── EXTRAIT À LIRE
La politique monétaire libanaise est-elle durable ?

Photo d’illustration T.H.B.

La mise en œuvre effective des réformes que le Liban s’est engagé à mener lors de la CEDRE, qui s’est tenue à Paris le 6 avril dernier, constitue une opportunité à ne pas manquer pour résoudre les problèmes économiques structurels du pays. Ces réformes – qui portent notamment sur la hausse de l’investissement public et privé ; le rééquilibrage des finances publiques ; la mise en place de réformes sectorielles et transversales essentielles ; et la mise au point d’une stratégie de renforcement et de diversification des secteurs productifs – sont aussi bien liées à l’ampleur des difficultés que traverse le pays qu’aux performances et limites de la politique monétaire, qui représente le cadre dans lequel se greffent la croissance et le développement économique au Liban.

Les difficultés auxquelles fait face l’économie libanaise sont connues et consistent notamment en : une dette publique atteignant 150 % du PIB à fin 2017 ; un déficit énorme du compte courant (20 % du PIB en moyenne ces dernières années) provenant essentiellement d’un déficit très élevé au niveau de la balance commerciale ; une croissance économique au ralenti, dont le taux n’a pas dépassé 2 % depuis 2011 ; et une faible croissance des dépôts bancaires (+3,9 % en 2017).

Mesures exceptionnelles
Face à cette conjoncture en berne, la Banque du Liban (BDL) adopte depuis plusieurs années une politique monétaire non conventionnelle qui vise clairement à soutenir la croissance et la création d’emplois. Elle souscrit souvent aux bons du Trésor en livres libanaises et en devises étrangères sur le marché primaire, parfois à des taux d’intérêt inférieurs à ceux du marché, et assure tous les paiements du gouvernement en devises. D’un autre côté, la Banque centrale a injecté depuis 2013, à travers différents plans de relance annuels, près de 7 milliards de dollars dans l’économie à des conditions très favorables, et ce en plus du mécanisme de crédits subventionnés existants. Font aussi partie de cette politique les opérations financières multiobjectifs mises en œuvre par la BDL en 2016 et 2017.
────
── DONNÉES DE TRAVAIL
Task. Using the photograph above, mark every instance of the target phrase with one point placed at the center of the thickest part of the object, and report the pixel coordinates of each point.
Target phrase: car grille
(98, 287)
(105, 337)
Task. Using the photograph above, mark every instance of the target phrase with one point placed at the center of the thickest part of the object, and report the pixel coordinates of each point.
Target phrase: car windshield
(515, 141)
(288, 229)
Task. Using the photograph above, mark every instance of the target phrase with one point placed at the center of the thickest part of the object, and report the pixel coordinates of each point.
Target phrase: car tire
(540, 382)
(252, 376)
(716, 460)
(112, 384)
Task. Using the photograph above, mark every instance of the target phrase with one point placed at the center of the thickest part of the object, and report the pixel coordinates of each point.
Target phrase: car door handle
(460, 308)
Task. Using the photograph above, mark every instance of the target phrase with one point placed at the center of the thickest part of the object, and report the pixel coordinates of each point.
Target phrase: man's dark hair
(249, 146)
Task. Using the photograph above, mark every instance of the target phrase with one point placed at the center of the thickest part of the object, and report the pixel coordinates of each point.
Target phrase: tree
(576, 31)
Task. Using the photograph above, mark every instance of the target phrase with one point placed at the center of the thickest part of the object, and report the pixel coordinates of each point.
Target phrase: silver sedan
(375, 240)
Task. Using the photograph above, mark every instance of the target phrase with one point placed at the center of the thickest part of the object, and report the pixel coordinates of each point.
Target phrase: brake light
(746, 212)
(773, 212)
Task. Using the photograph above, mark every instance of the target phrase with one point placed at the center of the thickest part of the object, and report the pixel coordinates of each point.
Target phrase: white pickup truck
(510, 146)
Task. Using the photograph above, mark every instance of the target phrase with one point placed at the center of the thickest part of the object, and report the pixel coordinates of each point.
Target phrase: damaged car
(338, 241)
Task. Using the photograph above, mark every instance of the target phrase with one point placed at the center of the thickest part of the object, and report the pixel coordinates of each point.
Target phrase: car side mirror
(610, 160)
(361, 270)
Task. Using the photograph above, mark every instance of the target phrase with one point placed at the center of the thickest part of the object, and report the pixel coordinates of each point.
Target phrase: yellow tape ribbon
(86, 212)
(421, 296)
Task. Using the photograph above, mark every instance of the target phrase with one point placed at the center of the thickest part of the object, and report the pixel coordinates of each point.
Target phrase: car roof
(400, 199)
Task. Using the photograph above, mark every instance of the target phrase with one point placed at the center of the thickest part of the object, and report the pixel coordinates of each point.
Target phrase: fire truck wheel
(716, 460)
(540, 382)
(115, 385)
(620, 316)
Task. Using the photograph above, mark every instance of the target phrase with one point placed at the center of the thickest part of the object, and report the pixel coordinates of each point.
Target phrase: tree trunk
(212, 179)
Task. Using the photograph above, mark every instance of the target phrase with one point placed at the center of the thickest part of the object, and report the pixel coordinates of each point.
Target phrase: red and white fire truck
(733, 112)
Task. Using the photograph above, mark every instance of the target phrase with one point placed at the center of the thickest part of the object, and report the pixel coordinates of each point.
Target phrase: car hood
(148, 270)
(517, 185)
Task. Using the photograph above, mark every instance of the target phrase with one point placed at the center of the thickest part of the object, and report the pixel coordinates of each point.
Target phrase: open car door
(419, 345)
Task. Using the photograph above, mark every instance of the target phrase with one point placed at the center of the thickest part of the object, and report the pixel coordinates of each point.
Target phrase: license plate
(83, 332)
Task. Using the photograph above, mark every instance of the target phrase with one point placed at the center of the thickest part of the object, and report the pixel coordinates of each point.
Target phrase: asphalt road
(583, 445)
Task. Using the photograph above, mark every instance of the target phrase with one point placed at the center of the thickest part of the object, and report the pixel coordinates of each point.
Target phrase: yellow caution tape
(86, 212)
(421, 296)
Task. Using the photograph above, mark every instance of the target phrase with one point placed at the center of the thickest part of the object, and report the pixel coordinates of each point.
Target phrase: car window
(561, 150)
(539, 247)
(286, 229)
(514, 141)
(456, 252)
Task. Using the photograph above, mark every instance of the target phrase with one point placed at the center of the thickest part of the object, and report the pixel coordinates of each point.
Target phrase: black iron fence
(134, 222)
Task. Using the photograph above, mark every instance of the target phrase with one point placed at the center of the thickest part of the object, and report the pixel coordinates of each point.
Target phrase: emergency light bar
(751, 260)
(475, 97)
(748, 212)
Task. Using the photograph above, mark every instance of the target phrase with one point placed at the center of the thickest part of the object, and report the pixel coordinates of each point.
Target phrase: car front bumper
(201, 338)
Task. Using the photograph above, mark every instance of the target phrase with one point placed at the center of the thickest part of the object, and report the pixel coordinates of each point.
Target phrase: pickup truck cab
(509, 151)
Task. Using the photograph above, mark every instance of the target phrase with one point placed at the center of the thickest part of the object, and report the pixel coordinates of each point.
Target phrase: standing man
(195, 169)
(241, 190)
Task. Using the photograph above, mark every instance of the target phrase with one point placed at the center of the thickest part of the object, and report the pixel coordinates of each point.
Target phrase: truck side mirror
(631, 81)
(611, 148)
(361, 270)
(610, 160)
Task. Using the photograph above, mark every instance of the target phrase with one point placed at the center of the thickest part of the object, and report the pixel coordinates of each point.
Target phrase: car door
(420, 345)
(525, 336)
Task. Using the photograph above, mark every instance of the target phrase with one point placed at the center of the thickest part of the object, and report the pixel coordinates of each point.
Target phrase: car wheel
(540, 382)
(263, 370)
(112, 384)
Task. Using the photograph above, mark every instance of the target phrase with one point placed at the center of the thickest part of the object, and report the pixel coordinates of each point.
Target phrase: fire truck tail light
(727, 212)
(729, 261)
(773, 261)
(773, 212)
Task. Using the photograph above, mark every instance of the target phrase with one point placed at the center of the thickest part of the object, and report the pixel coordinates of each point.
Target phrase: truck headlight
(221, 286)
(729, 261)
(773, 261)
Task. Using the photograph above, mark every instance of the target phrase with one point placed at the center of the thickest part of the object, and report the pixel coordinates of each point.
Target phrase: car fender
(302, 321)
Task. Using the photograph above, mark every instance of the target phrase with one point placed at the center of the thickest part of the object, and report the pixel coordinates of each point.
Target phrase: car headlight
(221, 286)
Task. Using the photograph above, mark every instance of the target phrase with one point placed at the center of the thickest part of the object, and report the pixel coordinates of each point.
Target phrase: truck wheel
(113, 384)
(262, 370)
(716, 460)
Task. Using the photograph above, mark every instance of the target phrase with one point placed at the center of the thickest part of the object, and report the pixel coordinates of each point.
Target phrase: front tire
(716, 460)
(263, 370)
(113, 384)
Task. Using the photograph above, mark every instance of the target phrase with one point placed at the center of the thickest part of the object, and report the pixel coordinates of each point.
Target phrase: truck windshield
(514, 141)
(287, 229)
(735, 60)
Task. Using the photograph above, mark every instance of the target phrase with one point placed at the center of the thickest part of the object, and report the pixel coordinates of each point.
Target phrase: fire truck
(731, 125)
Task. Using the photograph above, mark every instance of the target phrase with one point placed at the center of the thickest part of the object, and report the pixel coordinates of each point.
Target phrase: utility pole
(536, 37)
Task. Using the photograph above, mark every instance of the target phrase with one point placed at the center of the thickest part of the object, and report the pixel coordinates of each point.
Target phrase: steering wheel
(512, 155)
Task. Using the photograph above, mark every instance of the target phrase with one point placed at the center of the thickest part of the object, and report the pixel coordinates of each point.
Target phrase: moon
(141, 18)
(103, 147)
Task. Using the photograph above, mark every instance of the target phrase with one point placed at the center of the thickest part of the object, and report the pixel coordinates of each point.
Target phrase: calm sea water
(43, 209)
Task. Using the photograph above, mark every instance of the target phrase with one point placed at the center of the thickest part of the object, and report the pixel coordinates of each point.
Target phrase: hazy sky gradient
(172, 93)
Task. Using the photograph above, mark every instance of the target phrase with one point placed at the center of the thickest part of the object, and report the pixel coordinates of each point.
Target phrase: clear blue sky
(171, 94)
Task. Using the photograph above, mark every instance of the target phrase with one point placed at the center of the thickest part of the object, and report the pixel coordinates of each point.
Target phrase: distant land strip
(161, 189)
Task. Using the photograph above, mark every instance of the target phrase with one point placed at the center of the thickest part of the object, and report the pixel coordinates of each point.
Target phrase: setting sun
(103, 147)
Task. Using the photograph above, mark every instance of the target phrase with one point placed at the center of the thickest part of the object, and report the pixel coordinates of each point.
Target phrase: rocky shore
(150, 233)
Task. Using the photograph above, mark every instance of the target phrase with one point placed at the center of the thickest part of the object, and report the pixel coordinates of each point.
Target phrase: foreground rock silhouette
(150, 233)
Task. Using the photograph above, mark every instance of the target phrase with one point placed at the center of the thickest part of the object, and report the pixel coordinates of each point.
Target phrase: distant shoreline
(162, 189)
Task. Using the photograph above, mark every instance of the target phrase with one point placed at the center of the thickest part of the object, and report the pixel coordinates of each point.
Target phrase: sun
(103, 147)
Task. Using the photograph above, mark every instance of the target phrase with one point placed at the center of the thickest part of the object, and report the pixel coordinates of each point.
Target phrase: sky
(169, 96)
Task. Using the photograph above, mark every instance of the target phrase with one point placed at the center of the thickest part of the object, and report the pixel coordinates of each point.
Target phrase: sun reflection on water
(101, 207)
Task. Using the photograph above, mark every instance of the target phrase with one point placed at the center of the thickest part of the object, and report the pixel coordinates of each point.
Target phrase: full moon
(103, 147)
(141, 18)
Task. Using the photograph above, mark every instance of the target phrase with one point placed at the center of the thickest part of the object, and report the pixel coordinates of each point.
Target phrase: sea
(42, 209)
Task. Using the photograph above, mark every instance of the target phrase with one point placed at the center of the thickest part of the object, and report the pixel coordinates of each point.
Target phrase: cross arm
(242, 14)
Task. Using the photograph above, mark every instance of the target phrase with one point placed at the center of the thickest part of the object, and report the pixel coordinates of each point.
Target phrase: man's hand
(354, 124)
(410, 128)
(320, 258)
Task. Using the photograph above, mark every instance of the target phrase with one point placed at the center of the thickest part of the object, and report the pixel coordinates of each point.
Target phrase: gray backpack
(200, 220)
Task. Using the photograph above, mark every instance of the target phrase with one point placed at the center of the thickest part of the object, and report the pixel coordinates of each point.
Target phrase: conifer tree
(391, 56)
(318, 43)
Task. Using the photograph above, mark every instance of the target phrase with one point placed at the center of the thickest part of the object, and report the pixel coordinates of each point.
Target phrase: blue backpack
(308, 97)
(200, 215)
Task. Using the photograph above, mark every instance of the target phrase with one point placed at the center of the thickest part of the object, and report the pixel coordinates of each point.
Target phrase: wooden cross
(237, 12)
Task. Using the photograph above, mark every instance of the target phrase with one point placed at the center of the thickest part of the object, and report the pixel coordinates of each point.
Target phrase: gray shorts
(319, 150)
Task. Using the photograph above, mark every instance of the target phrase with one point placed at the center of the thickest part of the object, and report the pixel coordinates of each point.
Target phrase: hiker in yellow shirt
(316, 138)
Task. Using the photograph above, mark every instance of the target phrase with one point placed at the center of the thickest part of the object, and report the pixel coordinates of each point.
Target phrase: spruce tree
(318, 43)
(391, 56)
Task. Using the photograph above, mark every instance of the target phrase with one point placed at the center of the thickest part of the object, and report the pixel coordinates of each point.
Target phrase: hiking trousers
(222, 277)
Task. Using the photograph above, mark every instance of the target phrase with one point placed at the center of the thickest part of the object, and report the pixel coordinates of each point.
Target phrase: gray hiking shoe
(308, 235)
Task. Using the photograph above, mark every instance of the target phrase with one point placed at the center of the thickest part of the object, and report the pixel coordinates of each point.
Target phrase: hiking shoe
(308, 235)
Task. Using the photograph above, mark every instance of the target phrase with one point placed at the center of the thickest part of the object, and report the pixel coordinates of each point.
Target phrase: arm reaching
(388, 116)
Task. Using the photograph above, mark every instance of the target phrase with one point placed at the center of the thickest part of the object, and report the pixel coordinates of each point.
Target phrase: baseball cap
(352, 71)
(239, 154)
────
À FAIRE
**a.** D'après l'extrait à lire, quel montant la Banque du Liban a-t-elle injecté dans l'économie depuis 2013 au moyen de ses plans de relance annuels ?
**b.** Quelles lignes des entrées contiennent le mot « backpack » ? Rassemblez-les toutes.

CORRIGÉ
**a.** Près de 7 milliards de dollars.

**b.**
Target phrase: gray backpack
Target phrase: blue backpack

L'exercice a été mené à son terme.